=== Extrait ===
La tour sud, qui culmine à 137 mètres du sol, est de style gothique flamboyant, commencée en 1359 et achevée en 1453. Il s'agit d'une longue flèche de pierre dentelée, ce qui lui donne de la légèreté. Ceux qui connaissent la cathédrale de Strasbourg, et il y en a, comprendront de quoi je parle ! Pour tous les Viennois, elle porte le petit nom de Steffl, abréviation du saint éponyme.

Au détour de la cathédrale on trouve une statue dédiée à St Jean Capistran, moine italien franciscain canonisé pour son action dans l'évangélisation de l'Europe centrale.

Architecture intérieure



Le vaisseau de cette cathédrale est proprement majestueux : long de 170 m et large de 39 m, il en impose par sa sérénité. Après un narthex de deux travées, augmenté de chapelles latérales5, on trouve une nef de quatre travées (107 m) dotée de voûtes en étoile complexes. Les collatéraux sont d'une largeur quasiment égale à celle du vaisseau principal, ce qui donne vraiment cette impression massive. Le collatéral droit s'achève sur l'abside dite «choeur des Apôtres» qui abrite le tombeau en marbre rouge de Salzbourg de Frédéric III, où est illustrée la lutte du Bien contre le Mal ; le collatéral gauche s'achève lui sur le «choeur de la Vierge» avec le retable de Wiener Neustadt, du XVième siècle : l'intérieur représente un Couronnement de Marie et une Vierge à l'enfant.

Au revers de la façade, l'orgue, supporté par une tribune qui forme une sorte d'arche au-dessus de l'entrée, est surmonté d'une large baie.

Incontournable dans la nef est la splendide chaire de pierre (grès) réalisée par Anton Pilgram au début du XVIième siècle. Il y a représenté les bustes des quatre pères latins de l'Église : Ambroise, Jérôme, Grégoire et Augustin. Petite curiosité : le sculpteur s'est représenté sous la rampe, aisément reconnaissable par l'équerre et le compas qu'il tient à la main...

Incontournable


Anton Pilgram


En fait, on ne retrouve pas la disposition commune au gothique français, le choeur avec déambulatoire et chapelles rayonnantes. Le choeur en effet est encadré de deux absidioles, qui forment l'extrémité des deux collatéraux.
===
## Énoncé A
Relevez toutes les lignes ci-dessous contenant le mot « mountain ». La casse compte.
=== Données ===
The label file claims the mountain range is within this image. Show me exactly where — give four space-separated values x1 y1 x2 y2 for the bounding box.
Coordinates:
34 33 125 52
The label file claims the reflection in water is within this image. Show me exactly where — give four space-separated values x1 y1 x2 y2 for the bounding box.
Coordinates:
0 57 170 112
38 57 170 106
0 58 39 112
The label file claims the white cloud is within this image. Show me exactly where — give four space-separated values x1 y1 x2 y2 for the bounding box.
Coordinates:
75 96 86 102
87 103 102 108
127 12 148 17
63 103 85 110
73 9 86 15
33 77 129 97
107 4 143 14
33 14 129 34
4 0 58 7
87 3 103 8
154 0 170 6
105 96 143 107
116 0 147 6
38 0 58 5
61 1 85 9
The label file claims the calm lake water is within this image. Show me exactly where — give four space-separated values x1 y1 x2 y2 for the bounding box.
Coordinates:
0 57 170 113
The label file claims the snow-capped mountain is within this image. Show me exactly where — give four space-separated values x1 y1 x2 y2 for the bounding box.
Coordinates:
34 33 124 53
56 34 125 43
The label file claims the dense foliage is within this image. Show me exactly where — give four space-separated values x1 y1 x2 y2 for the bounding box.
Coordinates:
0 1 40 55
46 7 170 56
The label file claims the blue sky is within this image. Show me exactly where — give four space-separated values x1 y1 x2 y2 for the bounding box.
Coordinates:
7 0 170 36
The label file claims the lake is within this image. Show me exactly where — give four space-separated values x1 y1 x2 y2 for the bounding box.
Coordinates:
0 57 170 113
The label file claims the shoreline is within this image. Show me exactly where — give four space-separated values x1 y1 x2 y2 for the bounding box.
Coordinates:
===
=== Données ===
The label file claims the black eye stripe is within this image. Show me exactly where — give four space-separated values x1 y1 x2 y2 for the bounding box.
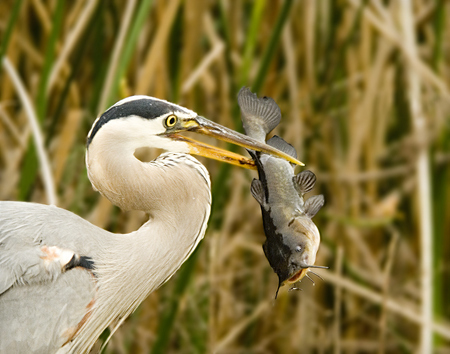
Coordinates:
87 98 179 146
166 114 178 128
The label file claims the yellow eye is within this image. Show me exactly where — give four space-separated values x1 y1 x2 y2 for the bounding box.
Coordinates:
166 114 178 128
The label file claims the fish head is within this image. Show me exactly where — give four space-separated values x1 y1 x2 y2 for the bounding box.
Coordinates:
===
=== Données ===
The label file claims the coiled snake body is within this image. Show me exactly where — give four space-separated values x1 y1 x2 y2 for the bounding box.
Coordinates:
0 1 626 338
===
## Énoncé B
Restituez le passage du texte sur la cathédrale qui va de « Au détour de » jusqu'à « de l'Europe centrale. » inclus.

## Résultat A
The label file claims the mountain range is within this image. Show me exactly where — give four space-separated values x1 y1 x2 y2 for the bounding box.
The label file claims the snow-capped mountain is within this image. Show me exactly where — give four space-separated values x1 y1 x2 y2 for the bounding box.

## Résultat B
Au détour de la cathédrale on trouve une statue dédiée à St Jean Capistran, moine italien franciscain canonisé pour son action dans l'évangélisation de l'Europe centrale.